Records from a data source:
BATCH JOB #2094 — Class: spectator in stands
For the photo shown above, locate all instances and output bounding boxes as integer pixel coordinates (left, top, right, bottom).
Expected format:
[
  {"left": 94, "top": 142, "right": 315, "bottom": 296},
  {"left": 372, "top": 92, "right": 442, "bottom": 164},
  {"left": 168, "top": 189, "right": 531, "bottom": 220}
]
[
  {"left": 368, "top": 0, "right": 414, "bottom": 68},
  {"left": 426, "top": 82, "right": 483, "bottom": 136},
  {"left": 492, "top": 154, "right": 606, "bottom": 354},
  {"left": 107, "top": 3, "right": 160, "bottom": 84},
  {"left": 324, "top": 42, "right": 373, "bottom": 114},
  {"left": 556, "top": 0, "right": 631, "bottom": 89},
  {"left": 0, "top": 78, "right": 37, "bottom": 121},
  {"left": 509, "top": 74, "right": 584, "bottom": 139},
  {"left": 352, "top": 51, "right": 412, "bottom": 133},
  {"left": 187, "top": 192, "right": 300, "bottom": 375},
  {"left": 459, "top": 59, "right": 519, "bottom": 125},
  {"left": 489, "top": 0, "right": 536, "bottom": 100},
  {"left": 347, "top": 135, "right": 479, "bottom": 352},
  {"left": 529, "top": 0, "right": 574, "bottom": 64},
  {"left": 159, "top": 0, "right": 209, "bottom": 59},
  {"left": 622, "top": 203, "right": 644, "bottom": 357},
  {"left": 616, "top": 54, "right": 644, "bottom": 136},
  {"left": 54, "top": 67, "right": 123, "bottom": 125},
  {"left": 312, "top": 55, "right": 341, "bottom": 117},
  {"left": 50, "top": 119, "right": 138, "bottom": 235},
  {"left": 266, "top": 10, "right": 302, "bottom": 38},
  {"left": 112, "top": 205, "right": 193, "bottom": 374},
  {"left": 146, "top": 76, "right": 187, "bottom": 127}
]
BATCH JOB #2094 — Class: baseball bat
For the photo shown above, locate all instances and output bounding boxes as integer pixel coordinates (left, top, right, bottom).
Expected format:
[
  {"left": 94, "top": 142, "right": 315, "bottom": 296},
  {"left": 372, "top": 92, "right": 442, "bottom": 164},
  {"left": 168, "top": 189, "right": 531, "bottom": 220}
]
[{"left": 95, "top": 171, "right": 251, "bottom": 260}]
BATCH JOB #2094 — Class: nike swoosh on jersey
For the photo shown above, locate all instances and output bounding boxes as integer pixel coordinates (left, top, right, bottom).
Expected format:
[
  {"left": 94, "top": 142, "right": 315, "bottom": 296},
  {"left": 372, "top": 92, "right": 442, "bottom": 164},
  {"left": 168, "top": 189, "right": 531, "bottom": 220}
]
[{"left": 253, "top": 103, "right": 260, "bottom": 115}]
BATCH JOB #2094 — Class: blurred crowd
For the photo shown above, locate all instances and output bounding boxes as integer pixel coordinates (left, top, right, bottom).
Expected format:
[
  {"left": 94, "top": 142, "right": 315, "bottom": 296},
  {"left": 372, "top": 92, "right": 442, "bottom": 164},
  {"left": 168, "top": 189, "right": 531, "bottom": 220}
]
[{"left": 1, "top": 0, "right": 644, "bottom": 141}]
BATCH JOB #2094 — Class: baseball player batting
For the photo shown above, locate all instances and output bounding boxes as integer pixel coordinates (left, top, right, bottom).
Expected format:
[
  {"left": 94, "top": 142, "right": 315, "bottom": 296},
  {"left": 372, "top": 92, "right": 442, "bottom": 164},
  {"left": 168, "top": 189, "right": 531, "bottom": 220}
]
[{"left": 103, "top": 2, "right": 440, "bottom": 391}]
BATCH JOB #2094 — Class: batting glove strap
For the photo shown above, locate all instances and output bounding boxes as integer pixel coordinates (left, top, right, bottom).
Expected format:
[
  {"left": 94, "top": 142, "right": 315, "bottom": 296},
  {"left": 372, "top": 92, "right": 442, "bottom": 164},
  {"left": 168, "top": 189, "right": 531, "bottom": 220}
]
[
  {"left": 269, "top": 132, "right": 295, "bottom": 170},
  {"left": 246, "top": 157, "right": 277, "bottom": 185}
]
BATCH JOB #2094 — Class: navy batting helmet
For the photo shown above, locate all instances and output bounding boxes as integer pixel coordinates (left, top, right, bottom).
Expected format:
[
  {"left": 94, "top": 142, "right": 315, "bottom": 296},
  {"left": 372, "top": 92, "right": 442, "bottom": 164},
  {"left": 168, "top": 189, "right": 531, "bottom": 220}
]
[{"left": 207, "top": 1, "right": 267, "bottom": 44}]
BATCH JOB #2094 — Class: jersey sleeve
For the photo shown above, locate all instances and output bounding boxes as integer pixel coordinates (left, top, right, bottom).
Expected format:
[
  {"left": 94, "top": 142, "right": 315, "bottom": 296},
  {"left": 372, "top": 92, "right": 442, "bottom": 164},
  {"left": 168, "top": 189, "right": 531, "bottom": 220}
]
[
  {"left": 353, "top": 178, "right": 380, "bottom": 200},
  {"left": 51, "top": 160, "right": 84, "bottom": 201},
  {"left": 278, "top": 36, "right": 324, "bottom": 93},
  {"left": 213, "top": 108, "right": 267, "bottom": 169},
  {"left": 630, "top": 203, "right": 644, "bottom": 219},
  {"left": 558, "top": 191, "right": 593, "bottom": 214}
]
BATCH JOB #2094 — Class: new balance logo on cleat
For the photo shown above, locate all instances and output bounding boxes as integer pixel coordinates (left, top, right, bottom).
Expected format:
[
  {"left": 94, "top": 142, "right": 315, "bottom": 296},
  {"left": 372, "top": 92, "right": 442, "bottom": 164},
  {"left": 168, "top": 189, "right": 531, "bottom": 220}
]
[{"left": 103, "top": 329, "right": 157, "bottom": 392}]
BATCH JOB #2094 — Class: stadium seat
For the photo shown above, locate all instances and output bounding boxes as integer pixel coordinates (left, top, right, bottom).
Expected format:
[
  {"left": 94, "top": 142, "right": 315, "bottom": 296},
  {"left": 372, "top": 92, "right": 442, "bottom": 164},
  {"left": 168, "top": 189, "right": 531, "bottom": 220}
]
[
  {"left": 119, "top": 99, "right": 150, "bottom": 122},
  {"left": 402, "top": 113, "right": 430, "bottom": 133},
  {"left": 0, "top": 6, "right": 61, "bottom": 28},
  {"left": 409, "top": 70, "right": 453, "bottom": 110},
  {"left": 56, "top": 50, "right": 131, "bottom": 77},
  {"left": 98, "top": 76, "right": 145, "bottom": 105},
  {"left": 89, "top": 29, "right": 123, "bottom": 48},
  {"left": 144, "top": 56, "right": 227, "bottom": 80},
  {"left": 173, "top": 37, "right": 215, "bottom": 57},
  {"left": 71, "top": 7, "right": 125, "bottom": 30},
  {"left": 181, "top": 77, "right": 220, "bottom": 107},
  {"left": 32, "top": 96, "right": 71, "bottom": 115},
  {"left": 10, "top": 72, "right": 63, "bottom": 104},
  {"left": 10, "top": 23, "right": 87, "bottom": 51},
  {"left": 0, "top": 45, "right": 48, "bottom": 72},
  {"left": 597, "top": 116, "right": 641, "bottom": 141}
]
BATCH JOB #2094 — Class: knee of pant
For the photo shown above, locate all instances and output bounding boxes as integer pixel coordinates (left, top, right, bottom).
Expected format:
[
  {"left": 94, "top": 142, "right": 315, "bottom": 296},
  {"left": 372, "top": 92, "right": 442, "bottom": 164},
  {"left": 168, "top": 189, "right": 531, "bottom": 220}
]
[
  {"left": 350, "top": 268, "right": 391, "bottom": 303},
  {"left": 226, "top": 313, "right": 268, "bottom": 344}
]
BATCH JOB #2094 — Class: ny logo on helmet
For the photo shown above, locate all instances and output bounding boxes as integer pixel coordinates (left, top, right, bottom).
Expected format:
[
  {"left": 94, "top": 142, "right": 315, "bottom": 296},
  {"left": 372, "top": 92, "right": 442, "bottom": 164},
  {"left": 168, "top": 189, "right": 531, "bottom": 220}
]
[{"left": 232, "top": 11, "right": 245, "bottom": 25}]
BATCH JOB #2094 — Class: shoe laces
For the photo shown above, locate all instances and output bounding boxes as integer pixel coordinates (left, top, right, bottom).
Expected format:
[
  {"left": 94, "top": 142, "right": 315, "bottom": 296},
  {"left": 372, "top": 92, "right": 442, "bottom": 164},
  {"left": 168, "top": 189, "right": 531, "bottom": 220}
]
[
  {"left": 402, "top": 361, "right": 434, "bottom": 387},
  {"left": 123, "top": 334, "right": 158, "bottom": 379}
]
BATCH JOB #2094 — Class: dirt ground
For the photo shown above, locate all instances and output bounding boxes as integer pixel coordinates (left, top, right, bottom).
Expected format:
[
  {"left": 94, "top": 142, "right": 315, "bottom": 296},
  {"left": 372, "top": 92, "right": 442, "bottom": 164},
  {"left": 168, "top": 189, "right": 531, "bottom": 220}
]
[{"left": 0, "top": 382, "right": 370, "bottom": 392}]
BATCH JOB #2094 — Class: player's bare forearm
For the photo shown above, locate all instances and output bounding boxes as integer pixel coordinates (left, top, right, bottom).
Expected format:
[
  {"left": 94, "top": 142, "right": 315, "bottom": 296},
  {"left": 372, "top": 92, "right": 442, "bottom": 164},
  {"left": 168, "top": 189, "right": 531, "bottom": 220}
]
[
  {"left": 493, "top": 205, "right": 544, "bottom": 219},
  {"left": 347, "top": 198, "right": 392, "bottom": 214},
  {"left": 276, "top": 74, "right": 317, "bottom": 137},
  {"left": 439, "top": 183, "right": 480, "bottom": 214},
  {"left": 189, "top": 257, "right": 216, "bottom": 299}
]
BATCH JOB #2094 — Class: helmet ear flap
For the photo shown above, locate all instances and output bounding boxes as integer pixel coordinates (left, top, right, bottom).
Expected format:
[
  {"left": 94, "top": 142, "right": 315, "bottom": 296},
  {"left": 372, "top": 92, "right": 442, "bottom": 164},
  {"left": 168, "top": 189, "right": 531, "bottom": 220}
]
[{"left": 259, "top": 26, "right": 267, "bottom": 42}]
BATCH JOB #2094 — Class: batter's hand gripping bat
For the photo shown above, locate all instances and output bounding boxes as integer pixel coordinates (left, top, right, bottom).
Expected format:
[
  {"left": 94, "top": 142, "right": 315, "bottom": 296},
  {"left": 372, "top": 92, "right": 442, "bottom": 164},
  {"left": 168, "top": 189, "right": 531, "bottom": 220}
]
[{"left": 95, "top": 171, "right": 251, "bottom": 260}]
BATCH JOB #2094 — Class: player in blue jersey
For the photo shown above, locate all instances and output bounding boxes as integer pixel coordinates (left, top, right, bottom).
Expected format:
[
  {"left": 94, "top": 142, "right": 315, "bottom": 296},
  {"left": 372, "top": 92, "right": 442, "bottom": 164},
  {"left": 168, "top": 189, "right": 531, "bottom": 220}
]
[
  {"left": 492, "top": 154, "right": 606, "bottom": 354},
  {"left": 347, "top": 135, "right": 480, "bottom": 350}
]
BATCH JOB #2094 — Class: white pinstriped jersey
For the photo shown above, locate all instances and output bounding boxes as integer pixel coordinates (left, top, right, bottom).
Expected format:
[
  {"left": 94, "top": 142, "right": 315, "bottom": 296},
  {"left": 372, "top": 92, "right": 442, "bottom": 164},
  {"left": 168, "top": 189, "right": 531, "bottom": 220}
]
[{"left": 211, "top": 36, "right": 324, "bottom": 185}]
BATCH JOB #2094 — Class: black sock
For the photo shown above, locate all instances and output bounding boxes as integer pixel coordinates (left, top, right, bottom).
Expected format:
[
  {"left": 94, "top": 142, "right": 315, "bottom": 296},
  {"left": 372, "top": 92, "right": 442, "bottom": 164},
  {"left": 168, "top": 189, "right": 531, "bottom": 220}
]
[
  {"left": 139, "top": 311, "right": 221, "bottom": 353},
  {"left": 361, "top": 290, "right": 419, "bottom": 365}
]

Work instruction:
Each line holding the word "jersey" must be pulled from the records.

Task result:
BATCH JOB #2094 — Class: nike swoosh on jersey
BATCH JOB #2094 — Class: jersey sleeve
BATCH JOB #2094 — Class: player in blue jersey
BATCH JOB #2094 — Class: white pinstriped jersey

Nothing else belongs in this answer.